* Passage to read *
Despite the existence of the statements pointed to by plaintiffs, the Court concludes that the offering materials taken as a whole "bespeak caution" and sufficiently disclose the relevant risks of the investment. Thus with regard to the standard misrepresentation claim, the Court concludes that the offering materials are not misleading as a matter of law, or, to the same effect, that plaintiffs' reliance on certain portions of the materials was not reasonable as a matter of law. Summary judgment for defendants is therefore appropriate on this claim.

The Brochure was contained in a "jacket," which on the inside cover contained the warning that:

The use of this material is authorized only when preceded or accompanied by [the Prospectus]. Prospective investors are encouraged to read the prospectus, including the section entitled "Risk Factors."

In its description of the benefits of the investment, the Brochure referenced the appropriate sections of the Prospectus for fuller explanations.

On the first page of the Prospectus it is stated that, "THIS OFFERING INVOLVES CERTAIN RISKS. See `RISK FACTORS'." Under the "RISK FACTORS" section there is a description of "Risks inherent in Oil and Gas Operations":

There can be no assurance that properties selected will produce oil or gas in the quantities or at the cost anticipated, or that they will not cease producing entirely, and assumptions concerning the prices at which oil and gas will sell in the future may prove incorrect. In the event that oil and gas prices fall or do not rise, profit potential may be limited. Oil prices and the price of certain categories of natural gas declined over the past two years.

Dataset records about object locations
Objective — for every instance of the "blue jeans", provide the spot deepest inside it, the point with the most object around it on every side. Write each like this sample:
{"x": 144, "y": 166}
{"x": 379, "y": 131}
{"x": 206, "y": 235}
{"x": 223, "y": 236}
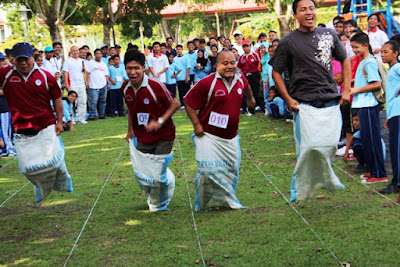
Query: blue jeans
{"x": 95, "y": 96}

* Problem set *
• a. Using the passage on the offering materials, answer each question.
(i) Which section of the Prospectus does the warning inside the jacket encourage prospective investors to read?
(ii) What statement appears on the first page of the Prospectus?
(iii) Over what period does the passage say oil prices declined?
• b. Write out the passage on the offering materials from "Despite the existence" to "on this claim.".
• c. According to the passage on the offering materials, why does the Court find summary judgment for defendants appropriate on the standard misrepresentation claim? Answer in one to three sentences.

* Solution list *
• a.
(i) The section entitled "Risk Factors."
(ii) "THIS OFFERING INVOLVES CERTAIN RISKS. See `RISK FACTORS'."
(iii) Over the past two years.

• b.
Despite the existence of the statements pointed to by plaintiffs, the Court concludes that the offering materials taken as a whole "bespeak caution" and sufficiently disclose the relevant risks of the investment. Thus with regard to the standard misrepresentation claim, the Court concludes that the offering materials are not misleading as a matter of law, or, to the same effect, that plaintiffs' reliance on certain portions of the materials was not reasonable as a matter of law. Summary judgment for defendants is therefore appropriate on this claim.

• c. The Court concludes that the offering materials taken as a whole "bespeak caution" and sufficiently disclose the relevant risks of the investment. The materials are therefore not misleading as a matter of law, or, to the same effect, plaintiffs' reliance on certain portions of them was not reasonable as a matter of law.